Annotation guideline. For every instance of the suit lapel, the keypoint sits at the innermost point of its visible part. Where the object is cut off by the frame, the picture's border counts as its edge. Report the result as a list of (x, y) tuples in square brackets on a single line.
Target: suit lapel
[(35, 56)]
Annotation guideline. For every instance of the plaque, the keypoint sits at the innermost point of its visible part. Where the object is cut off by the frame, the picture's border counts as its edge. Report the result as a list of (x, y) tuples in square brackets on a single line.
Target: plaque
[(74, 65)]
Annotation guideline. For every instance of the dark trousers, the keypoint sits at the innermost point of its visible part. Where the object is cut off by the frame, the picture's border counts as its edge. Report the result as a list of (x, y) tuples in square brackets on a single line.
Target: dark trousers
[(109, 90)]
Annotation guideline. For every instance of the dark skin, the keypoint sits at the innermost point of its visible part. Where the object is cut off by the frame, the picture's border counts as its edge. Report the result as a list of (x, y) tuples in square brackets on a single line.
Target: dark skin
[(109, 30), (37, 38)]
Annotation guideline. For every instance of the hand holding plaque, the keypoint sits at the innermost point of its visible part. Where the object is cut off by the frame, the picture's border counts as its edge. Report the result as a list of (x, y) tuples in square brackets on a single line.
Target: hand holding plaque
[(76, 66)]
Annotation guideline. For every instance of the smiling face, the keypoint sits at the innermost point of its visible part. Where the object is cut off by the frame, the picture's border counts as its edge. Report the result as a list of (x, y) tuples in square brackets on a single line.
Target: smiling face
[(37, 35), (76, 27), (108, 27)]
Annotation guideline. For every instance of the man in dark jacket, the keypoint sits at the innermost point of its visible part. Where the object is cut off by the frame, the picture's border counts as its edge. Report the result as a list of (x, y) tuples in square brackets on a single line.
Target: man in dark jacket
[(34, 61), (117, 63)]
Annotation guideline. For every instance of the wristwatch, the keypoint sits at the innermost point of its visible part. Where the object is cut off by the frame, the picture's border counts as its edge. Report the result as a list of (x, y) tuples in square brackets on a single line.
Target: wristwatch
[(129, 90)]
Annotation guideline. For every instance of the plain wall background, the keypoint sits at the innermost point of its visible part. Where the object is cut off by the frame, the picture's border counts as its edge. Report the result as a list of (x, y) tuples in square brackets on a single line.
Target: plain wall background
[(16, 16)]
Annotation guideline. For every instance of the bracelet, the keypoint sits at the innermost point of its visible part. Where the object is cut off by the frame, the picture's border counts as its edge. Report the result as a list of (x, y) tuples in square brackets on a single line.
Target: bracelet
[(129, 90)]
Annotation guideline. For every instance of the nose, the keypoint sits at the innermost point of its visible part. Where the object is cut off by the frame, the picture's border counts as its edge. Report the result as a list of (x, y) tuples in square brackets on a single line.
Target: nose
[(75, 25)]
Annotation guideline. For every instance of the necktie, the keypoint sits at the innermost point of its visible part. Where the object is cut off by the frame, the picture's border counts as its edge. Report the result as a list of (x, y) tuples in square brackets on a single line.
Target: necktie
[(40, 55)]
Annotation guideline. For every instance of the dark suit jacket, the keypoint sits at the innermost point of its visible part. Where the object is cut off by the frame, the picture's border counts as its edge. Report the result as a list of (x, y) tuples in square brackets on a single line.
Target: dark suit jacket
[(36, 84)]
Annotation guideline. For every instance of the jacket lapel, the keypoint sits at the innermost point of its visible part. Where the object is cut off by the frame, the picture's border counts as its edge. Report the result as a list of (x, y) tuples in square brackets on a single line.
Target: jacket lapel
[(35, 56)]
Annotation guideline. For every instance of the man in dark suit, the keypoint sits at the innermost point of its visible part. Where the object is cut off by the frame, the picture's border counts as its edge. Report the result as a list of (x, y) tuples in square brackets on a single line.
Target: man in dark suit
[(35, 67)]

*Brief*: Only the lines from the one containing "Annotation guideline. For every instance of the nose, the" to the end of the data should be printed, exactly as they stand.

*Written reply*:
Annotation guideline. For every instance of the nose, the keypoint sits at the innermost point of its visible part. Where the object is cut off by the frame, the picture's border counts as its edge. Report the result as a list of (x, y) tuples in square brackets on a single line.
Target: nose
[(75, 25)]
Annotation guideline. For every instance of the necktie, the keypoint sits at the innermost point of its visible part. Where the object is cut off by the frame, the picture's border counts as its edge. Report the result as a list of (x, y) tuples in square brackets on a single line.
Target: necktie
[(40, 55)]
Annotation guideline. For every instance of the dark suit jacket, the keypoint sits at the innermost point of its visible part. Where the object is cut off by the frame, the picture's border counts as its edge. Report the result as a list of (x, y) tuples in square brackets on a single line.
Target: dark suit jacket
[(36, 84)]
Annotation guideline. For every instance of the jacket lapel, the keypoint sits at the innermost point of its visible part. Where the object is cut off by the frame, the picture's border counts as its edge. Report the result as a list of (x, y) tuples in square brackets on a single line.
Target: jacket lapel
[(35, 56)]
Annotation guideline. For every instance of the man in dark suit, the keypoint sits at the innermost point of its visible part. Where the object is cut off by the frame, the picture's border counts as its edge. Report the result as a list of (x, y) tuples in square brackets on a single line.
Target: man in dark suit
[(35, 67)]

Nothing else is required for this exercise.